Records for the task:

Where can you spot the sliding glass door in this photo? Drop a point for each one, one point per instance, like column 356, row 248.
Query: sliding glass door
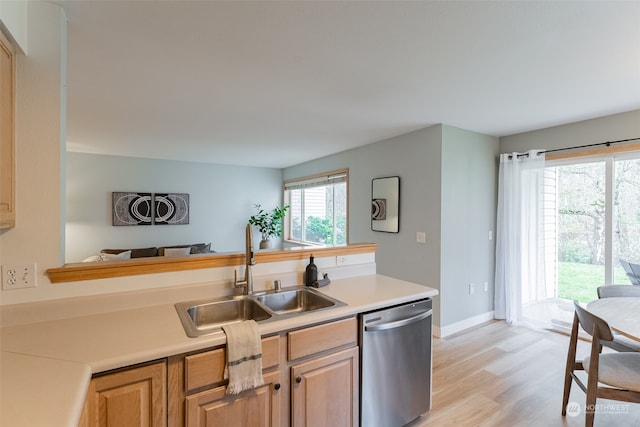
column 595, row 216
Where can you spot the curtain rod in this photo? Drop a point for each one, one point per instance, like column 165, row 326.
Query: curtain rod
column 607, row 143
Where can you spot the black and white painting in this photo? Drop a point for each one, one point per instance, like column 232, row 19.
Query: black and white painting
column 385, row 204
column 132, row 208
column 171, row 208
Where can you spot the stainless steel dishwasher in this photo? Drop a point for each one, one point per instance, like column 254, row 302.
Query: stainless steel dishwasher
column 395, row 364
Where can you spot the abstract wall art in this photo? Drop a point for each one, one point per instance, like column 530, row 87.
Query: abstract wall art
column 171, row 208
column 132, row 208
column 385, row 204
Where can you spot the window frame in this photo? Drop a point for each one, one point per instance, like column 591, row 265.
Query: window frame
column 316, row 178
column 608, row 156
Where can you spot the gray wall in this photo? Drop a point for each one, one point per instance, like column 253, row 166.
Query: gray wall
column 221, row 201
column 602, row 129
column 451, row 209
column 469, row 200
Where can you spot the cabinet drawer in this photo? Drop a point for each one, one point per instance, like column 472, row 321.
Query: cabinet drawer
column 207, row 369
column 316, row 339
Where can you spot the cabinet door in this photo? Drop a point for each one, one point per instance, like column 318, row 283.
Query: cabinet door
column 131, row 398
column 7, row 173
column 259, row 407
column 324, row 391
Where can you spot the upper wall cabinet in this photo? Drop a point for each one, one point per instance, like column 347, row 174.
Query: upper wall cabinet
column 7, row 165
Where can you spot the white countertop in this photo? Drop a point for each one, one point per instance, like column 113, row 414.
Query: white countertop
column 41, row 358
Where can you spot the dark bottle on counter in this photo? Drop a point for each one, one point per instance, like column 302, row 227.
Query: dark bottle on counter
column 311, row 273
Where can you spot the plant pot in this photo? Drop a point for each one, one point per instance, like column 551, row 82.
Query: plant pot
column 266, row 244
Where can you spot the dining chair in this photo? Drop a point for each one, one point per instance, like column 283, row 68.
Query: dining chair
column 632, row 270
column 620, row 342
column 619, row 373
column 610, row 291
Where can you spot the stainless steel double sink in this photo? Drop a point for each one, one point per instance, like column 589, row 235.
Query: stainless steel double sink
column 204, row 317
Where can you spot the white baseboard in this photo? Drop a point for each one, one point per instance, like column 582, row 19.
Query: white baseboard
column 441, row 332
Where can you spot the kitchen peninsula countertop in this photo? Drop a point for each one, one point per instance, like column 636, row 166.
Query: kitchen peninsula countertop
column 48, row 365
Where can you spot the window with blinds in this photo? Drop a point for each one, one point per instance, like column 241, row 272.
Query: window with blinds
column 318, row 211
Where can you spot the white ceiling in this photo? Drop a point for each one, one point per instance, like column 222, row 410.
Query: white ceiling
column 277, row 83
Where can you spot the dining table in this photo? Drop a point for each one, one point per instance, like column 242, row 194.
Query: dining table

Exercise instructions:
Your answer must restate the entries word for word and contain no pictures.

Exercise response:
Where can you spot the sliding glass door in this photo? Drop a point for each one, one point per instance, like column 356, row 248.
Query: sliding glass door
column 595, row 216
Where can you spot the curtain rod in this photo? Drop a point for each one, one point per instance, like column 165, row 326.
Query: curtain rod
column 607, row 143
Where can you spot the black and white painting in this photo? Drop a point for each one, one point per instance, like column 232, row 19.
Query: black and white painting
column 385, row 204
column 132, row 208
column 171, row 208
Where can you spot the stainless steel dishwasher in this photo? Drop a point for each one, one point per instance, like column 254, row 302.
Query: stainless steel dishwasher
column 395, row 364
Where can you spot the abstract wall art in this photo? Drop a point for each one, one point per instance, like column 530, row 87.
Query: abstract wall art
column 171, row 208
column 132, row 208
column 385, row 204
Where can you spot the window frame in this photo? Drop a point for each one, one point per instance, like column 591, row 265.
Query: window frame
column 316, row 178
column 608, row 156
Where can you spot the gray wall in this photo? Drop a point for each one, one point per instance, like column 253, row 166.
Query: gray wall
column 221, row 201
column 602, row 129
column 451, row 209
column 469, row 200
Where can you spot the cabinet drawer in this photo? Drop a point for each one, one point per instance, like column 472, row 321.
Query: cabinet drawer
column 207, row 369
column 316, row 339
Where can you spot the cabinet door in this photo? Drop a point for each one, one point per instance, like column 318, row 283.
Query: cabinet door
column 131, row 398
column 7, row 173
column 259, row 407
column 324, row 391
Where can you spot the upper wall cabinet in this photo? Drop a point for each one, one point per instance, like column 347, row 174.
Query: upper wall cabinet
column 7, row 165
Where can you spot the white countertop in this photo? Drop a point for each one, one point per instance, like column 113, row 414.
Query: white countertop
column 41, row 358
Where can you spot the dark bottle on counter in this photo? Drop a point for each one, one point per instance, like column 302, row 227.
Query: dark bottle on counter
column 311, row 273
Where can you spot the plant pot in this photo? Drop a point for each one, one point per instance, like column 551, row 82.
Query: plant pot
column 266, row 244
Where can you spot the dining chair in this photo? Drop a point for each one, one point per instance, like column 283, row 68.
Query: dining chair
column 632, row 270
column 620, row 342
column 619, row 373
column 610, row 291
Where can you spot the stainless steel double sink in this photo? Drop a point for each one, one point per instance, like column 589, row 235.
Query: stainless steel double sink
column 204, row 317
Where can you spot the white baseboard in this photo? Drop a point for each one, one point per instance, like column 582, row 19.
Query: white baseboard
column 441, row 332
Where can you spot the kitchen peninsula countertop in this photo? Drop a point for each one, one point per instance, like column 636, row 166.
Query: kitchen peninsula countertop
column 48, row 365
Where can you spot the window with blinds in this photo? Drop a point for each one, one point per instance, like column 241, row 272.
Query: window with blinds
column 318, row 211
Where can you spot the white ceiling in this photo? Drop a point for each one, one point per instance, like column 222, row 410.
Query: white ceiling
column 277, row 83
Where can you spot the dining table in this photo? Drop a point for each one, one point per instance, like column 242, row 194.
Query: dining table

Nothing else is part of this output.